Arrange everything from the line containing "Task: kindly identify the white" down to the end of the material as a Markdown table with the columns Row and Line, numbering each row and leaving out blank lines.

>>>

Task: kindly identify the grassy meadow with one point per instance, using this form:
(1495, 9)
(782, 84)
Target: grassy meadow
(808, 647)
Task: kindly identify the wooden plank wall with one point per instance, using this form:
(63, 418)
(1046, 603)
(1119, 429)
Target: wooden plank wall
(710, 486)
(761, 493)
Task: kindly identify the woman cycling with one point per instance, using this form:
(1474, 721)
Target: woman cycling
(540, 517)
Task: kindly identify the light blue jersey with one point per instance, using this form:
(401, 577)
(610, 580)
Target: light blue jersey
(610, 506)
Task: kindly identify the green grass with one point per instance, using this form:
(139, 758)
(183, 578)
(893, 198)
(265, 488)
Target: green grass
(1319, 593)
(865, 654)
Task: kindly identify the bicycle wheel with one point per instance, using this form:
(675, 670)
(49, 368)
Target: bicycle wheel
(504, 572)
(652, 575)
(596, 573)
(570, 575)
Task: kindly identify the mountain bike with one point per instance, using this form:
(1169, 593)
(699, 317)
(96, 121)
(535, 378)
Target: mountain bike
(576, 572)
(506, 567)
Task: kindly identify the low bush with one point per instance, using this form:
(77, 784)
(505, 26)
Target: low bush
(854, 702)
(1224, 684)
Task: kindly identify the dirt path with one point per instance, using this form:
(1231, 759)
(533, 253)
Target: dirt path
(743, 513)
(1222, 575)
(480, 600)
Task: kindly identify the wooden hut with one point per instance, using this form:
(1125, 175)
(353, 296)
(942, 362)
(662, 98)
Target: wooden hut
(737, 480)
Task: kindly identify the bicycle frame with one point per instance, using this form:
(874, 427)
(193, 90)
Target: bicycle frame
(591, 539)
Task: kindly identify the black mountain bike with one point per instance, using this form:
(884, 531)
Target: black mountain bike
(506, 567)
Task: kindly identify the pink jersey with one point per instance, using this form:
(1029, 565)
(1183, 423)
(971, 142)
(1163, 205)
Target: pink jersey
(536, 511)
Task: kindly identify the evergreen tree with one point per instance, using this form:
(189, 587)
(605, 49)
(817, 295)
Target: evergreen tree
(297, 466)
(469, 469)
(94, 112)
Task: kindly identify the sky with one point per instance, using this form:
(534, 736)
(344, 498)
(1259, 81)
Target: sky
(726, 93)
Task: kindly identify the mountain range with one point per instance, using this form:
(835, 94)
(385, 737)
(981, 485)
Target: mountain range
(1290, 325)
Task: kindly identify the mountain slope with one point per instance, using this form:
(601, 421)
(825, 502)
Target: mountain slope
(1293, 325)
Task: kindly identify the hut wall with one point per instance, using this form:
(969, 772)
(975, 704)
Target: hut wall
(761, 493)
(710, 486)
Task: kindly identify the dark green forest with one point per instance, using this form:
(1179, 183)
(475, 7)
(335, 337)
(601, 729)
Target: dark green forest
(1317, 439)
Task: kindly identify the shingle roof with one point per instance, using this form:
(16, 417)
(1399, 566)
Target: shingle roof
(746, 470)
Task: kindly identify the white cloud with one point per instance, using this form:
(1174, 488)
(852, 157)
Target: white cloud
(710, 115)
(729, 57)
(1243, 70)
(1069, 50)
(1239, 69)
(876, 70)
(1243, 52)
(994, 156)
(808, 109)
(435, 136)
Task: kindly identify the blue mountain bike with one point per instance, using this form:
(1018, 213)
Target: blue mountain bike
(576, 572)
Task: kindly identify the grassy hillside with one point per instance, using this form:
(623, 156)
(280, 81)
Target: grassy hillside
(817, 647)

<<<

▶ [Solved problem]
| Row | Line |
|---|---|
| 1 | Task: kindly identify the white cloud with one point per instance, using this form: |
| 2 | (1174, 488) |
| 3 | (852, 157) |
| 4 | Target: white cloud |
| 5 | (710, 115) |
| 6 | (729, 57) |
| 7 | (1243, 70) |
| 8 | (1069, 50) |
| 9 | (1239, 69) |
| 10 | (876, 70) |
| 11 | (1243, 52) |
| 12 | (994, 156) |
| 13 | (808, 109) |
| 14 | (435, 136) |
| 15 | Task: kindly identify the blue mountain bike with one point per instance, using this form: |
| 16 | (1018, 213) |
| 17 | Target: blue mountain bike |
| 18 | (576, 572) |
| 19 | Task: kindly identify the grassy hillside with one point per instance, using this form: |
| 20 | (623, 156) |
| 21 | (280, 81) |
| 22 | Target: grassy hillside |
| 23 | (817, 647) |